## SHORT TASK
Images excluded, repeat each entry below exactly.

──────── INPUT MATERIAL ────────

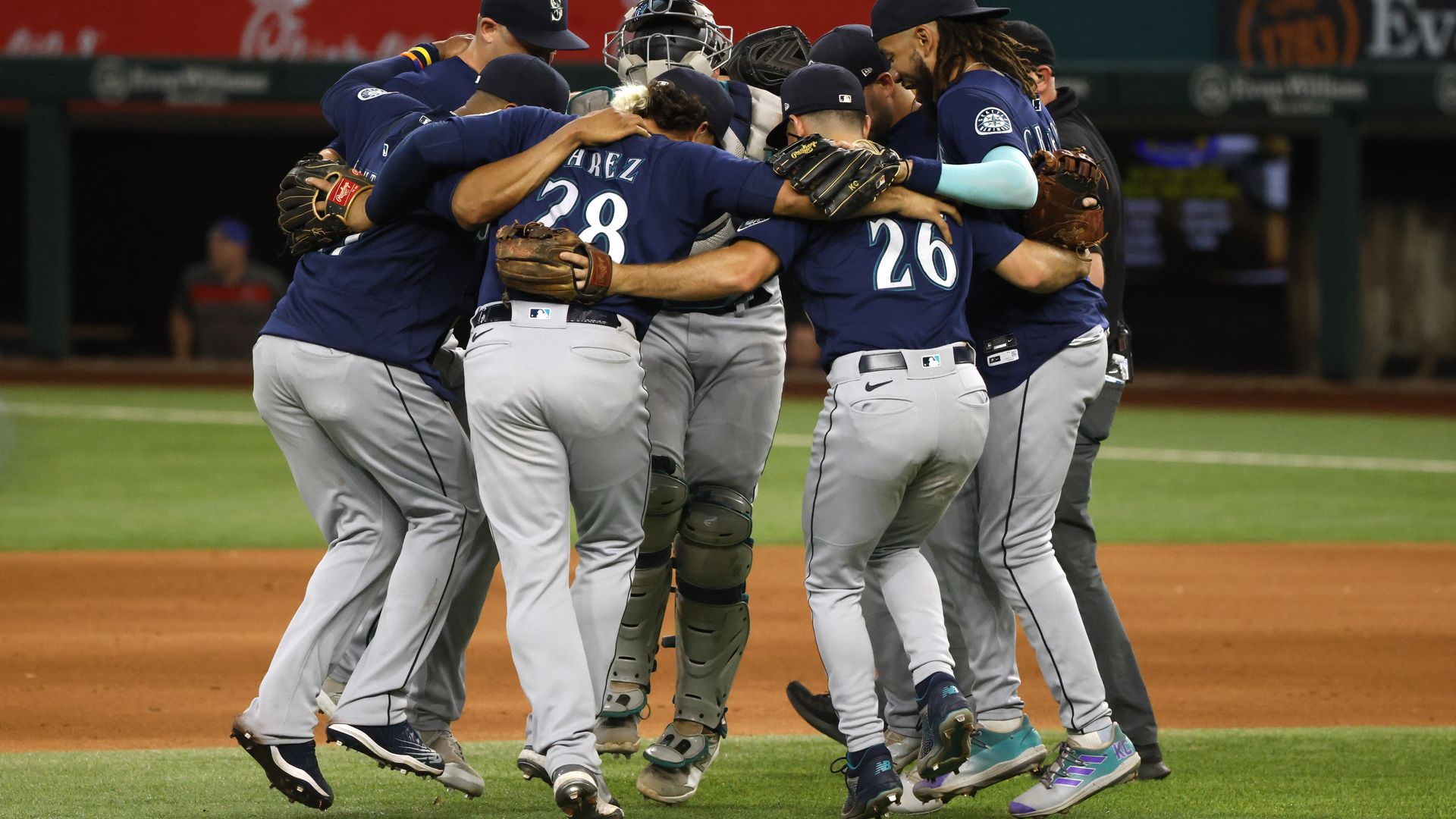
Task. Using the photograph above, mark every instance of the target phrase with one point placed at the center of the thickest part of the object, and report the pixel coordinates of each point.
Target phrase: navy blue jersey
(979, 112)
(389, 293)
(884, 283)
(641, 200)
(915, 134)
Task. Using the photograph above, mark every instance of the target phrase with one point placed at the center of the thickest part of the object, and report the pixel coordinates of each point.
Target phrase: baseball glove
(1066, 180)
(312, 219)
(767, 57)
(839, 181)
(528, 257)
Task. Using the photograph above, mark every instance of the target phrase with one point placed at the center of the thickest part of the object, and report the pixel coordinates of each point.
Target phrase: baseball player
(1043, 357)
(504, 28)
(340, 371)
(538, 442)
(714, 381)
(900, 431)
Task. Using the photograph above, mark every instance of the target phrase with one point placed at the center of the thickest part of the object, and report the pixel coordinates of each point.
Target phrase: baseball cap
(851, 49)
(525, 80)
(710, 93)
(820, 86)
(234, 229)
(1034, 38)
(894, 17)
(536, 22)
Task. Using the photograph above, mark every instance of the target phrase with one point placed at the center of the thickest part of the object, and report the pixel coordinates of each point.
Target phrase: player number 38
(606, 216)
(930, 256)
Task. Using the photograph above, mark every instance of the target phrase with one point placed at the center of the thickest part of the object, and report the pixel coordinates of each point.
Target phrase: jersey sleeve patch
(992, 121)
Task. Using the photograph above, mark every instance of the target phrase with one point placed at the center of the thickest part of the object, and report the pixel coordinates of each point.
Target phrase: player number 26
(897, 262)
(606, 215)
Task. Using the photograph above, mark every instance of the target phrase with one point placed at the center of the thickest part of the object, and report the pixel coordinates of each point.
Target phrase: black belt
(877, 362)
(576, 314)
(759, 297)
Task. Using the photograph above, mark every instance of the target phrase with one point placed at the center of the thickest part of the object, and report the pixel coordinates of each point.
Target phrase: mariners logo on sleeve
(992, 121)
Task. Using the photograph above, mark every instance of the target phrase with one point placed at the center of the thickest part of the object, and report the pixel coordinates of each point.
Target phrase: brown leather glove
(1066, 178)
(528, 257)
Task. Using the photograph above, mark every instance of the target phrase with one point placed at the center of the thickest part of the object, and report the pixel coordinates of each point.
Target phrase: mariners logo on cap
(992, 121)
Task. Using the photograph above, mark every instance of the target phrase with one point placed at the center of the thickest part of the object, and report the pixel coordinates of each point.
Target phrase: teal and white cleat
(995, 758)
(1078, 774)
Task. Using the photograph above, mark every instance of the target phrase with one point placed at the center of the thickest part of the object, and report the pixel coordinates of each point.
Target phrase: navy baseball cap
(525, 80)
(1036, 39)
(852, 49)
(535, 22)
(820, 86)
(894, 17)
(710, 93)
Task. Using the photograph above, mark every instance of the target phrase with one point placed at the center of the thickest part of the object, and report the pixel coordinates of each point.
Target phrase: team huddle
(514, 303)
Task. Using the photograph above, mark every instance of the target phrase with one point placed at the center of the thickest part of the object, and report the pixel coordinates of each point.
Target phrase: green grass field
(199, 471)
(1310, 773)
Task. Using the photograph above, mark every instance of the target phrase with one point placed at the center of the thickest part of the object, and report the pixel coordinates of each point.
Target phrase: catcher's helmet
(664, 34)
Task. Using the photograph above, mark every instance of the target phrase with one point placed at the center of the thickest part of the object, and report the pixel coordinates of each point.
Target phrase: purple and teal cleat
(1078, 774)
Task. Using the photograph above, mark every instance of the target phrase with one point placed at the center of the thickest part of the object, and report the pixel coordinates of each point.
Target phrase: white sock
(1091, 741)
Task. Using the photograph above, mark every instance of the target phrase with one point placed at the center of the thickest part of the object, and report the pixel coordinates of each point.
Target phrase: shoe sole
(577, 798)
(1110, 781)
(954, 746)
(463, 779)
(294, 786)
(362, 742)
(1025, 763)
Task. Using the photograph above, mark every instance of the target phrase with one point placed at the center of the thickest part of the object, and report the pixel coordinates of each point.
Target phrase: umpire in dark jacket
(1074, 537)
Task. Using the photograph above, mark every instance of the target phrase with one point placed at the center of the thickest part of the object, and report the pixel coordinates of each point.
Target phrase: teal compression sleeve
(1002, 181)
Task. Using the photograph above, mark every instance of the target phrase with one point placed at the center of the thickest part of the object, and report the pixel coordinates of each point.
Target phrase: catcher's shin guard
(647, 602)
(714, 556)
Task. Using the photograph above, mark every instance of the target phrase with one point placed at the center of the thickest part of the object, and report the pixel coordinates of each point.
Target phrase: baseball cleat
(995, 758)
(532, 765)
(291, 768)
(910, 803)
(946, 725)
(1078, 774)
(394, 746)
(817, 710)
(874, 787)
(582, 793)
(677, 763)
(457, 773)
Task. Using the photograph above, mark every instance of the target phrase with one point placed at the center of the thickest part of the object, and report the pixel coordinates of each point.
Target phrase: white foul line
(791, 441)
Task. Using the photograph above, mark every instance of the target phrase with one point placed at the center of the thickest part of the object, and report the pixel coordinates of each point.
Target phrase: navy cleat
(395, 746)
(873, 786)
(946, 726)
(291, 768)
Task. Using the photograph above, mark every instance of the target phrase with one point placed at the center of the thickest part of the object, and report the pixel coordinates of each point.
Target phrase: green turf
(124, 484)
(1308, 773)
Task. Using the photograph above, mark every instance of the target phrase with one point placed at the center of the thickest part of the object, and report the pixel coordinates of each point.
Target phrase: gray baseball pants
(558, 419)
(384, 469)
(890, 450)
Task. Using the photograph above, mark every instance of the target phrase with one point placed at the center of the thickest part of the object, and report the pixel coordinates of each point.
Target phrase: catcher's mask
(664, 34)
(767, 57)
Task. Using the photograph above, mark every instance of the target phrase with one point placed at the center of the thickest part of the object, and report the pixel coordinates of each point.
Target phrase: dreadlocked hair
(965, 42)
(663, 102)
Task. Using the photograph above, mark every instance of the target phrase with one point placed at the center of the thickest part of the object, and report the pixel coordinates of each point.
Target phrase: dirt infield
(161, 649)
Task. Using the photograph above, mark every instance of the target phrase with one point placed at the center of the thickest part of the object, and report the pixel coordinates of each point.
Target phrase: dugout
(1280, 228)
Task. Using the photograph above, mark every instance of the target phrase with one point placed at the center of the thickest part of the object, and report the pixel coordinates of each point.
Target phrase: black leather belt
(758, 297)
(576, 314)
(877, 362)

────────

## EXERCISE ANSWER
Task. Using the photograph above, mark every instance of the target phrase with one point placed at the center of the thickest part of the object, and report the pixel coordinates of each point.
Target phrase: navy blue jersey
(979, 112)
(389, 293)
(884, 283)
(641, 200)
(915, 134)
Task. Using the photograph above, mark every instance of the target phrase with one point placed at the center of the thickest part of the object, and report the pixel coordinates of each point.
Target phrase: baseball glove
(1066, 180)
(312, 219)
(767, 57)
(839, 181)
(528, 257)
Task. Using the photograph above, mark every instance of the target phrase with one point placed at the center of the thickest part of the object, and report the pixel coordinates of each point.
Target phrase: baseball player
(1043, 357)
(504, 28)
(340, 371)
(538, 442)
(714, 381)
(900, 431)
Task. Using the photograph above, mark every instance of the target phrase with one point placed at the center of the thickest part of the object, and report the pixel coordinates of each point.
Target phrase: baseball cap
(851, 49)
(525, 80)
(710, 93)
(820, 86)
(234, 229)
(1034, 38)
(894, 17)
(536, 22)
Task. Using the photograph above, mark every instance of the target phrase with one point placed at the center of the thickest part of the object, and report the pixel coordinates of each point.
Target phrase: player number 38
(606, 216)
(930, 256)
Task. Using the photograph above, mark every instance of the target phrase with one point placed at the center of the thickest part of the object, and report the pixel coordinates of each point.
Target phrase: jersey sleeve patch
(992, 121)
Task. Using the photograph above, mark every instance of the target phrase with one point placed at the center of the thickest part of the object, and report the pixel coordinates of each point.
Target phrase: player number 26
(897, 262)
(606, 215)
Task. Using the photograph above, mark every instance of the target phrase with one point placed at the center of the thickest part of the object, and report the pixel coordinates of each point.
Target phrase: black belt
(877, 362)
(576, 314)
(759, 297)
Task. Using the photograph above, mark every instance of the target phrase with one point placed at the center of the thickest part of the object, and report the pixel coordinates of each point.
Target phrase: mariners logo on sleeve
(992, 121)
Task. Using the photograph above, mark every instance of the target phrase with one point placed at the center of the thickest part of the object, and report the pixel coordinates of each point.
Target phrase: brown leather glove
(1066, 178)
(528, 257)
Task. Using the photograph above, mark every instance of the target phrase with one point placed at the center of the thickest part of the object, and report the pixel coordinates of each point.
Target phrase: mariners logo on cap
(992, 121)
Task. Using the photograph above, mark every instance of the target phrase with one point placed at the center of the thickest part of the object, and report the pixel coordinates of each point.
Target phrase: teal and white cleat
(995, 758)
(1078, 774)
Task. Using the photograph above, mark every instance of the target phrase with one point placed at the center of the thickest part of the object, and report the pixel coordinates of each point.
Target phrase: navy baseball cap
(525, 80)
(1036, 39)
(852, 49)
(535, 22)
(820, 86)
(894, 17)
(710, 93)
Task. Using the photograph above, mark every instance of the target phrase with one point placed at the center of the thickest part of the object, and report the pixel coordinates of each point.
Target phrase: team huddle
(514, 303)
Task. Using the photograph above, mark every instance of the target phrase with one point placed at the center of the thickest part of the object, and report the pixel coordinates of each point.
Target phrase: green grass field
(199, 471)
(1310, 773)
Task. Using the photograph above, mark every instance of the target phrase with one point placed at the center of the thickest part of the object, and report the pixel coordinates of each point.
Target phrase: catcher's helmet
(664, 34)
Task. Using the photograph above, mark every instance of the target phrase with one point placed at the center of the thickest part of the object, and report the pixel coordinates of each point.
Target phrase: purple and teal cleat
(1078, 774)
Task. Using the photograph above, mark every instance of the target phrase with one point placed at the center of the thickest part of the object, and report the pixel coordinates of each point.
Target phrase: white sock
(1091, 741)
Task. Using the photograph above, mark every instance of the target phrase with one point placed at the center of the thickest part of the object, and report the pixel coordinates of each point.
Target phrase: shoe sole
(577, 798)
(1110, 781)
(954, 746)
(463, 779)
(294, 786)
(362, 742)
(1025, 763)
Task. Using the photograph above, mark every instance of the target phrase with one point placed at the center of the thickest part of the object, and report the pixel coordinates of each point.
Target phrase: umpire in dark jacket
(1074, 537)
Task. Using the photograph above, mark every instance of the target phrase with one point placed at the center of the thickest part of the object, and report the pixel coordinates of each point.
Target phrase: teal compression sleeve
(1002, 181)
Task. Using the photograph above, mark every instance of the target phrase with one point placed at the center of the thickest part of the object, and report the pixel coordinates of each point.
Target phrase: catcher's shin guard
(647, 602)
(714, 556)
Task. Using the photograph above, mark every instance of the target phrase with one point placed at the center of the thickest part of the object, and report the pixel coordinates of each point.
Target phrase: baseball cleat
(995, 758)
(532, 765)
(291, 768)
(910, 803)
(946, 725)
(1078, 774)
(394, 746)
(817, 710)
(874, 787)
(582, 793)
(677, 763)
(457, 773)
Task. Using the photograph above, mark every instance of the target phrase with one point placed at the center of the thickest part of the object, and report the pixel coordinates of each point.
Target phrase: white foul line
(791, 441)
Task. Using the photograph above, mark every instance of the target phrase with one point placed at the center of the thickest part of the object, and report the pixel coordinates of each point.
Target phrase: navy cleat
(395, 746)
(873, 786)
(946, 726)
(291, 768)
Task. Using the photograph above, mark every instance of the target phrase with one point placed at the center of the thickest part of the object, and report the pixel coordinates of each point.
Target phrase: green turf
(124, 484)
(1308, 773)
Task. Using the photograph above, mark every instance of the target phrase with one point placed at the center of the thickest part of the object, and report the pixel coordinates of each point.
Target phrase: gray baseball pants
(558, 419)
(384, 469)
(890, 450)
Task. Using the photograph above, mark every instance of the target phrase with one point placed at the center of the thickest part of the object, and report the pixel coordinates of each point.
Target phrase: catcher's mask
(664, 34)
(767, 57)
Task. Using the photograph above, mark every instance of the target phrase with one point placed at the center of the thickest part of the object, and report the pixel coordinates of each point.
Target phrase: dreadlocked hair
(965, 42)
(663, 102)
Task. Using the photograph above, mark every instance of the target phrase with one point placed at the center of the thickest part of the object, and report the pixel coordinates of each point.
Target phrase: dirt infield
(161, 649)
Task. Using the photograph above, mark every instance of the target phrase with one point placed at the center of the thickest part of the object, and report the pixel coordinates of each point.
Target phrase: dugout
(1280, 228)
Task. Using the photograph above, mark every instance of the target phrase with one point placed at the center of the thickest part of the object, and report the pixel coordinates of each point.
Target phrase: black leather belt
(758, 297)
(576, 314)
(877, 362)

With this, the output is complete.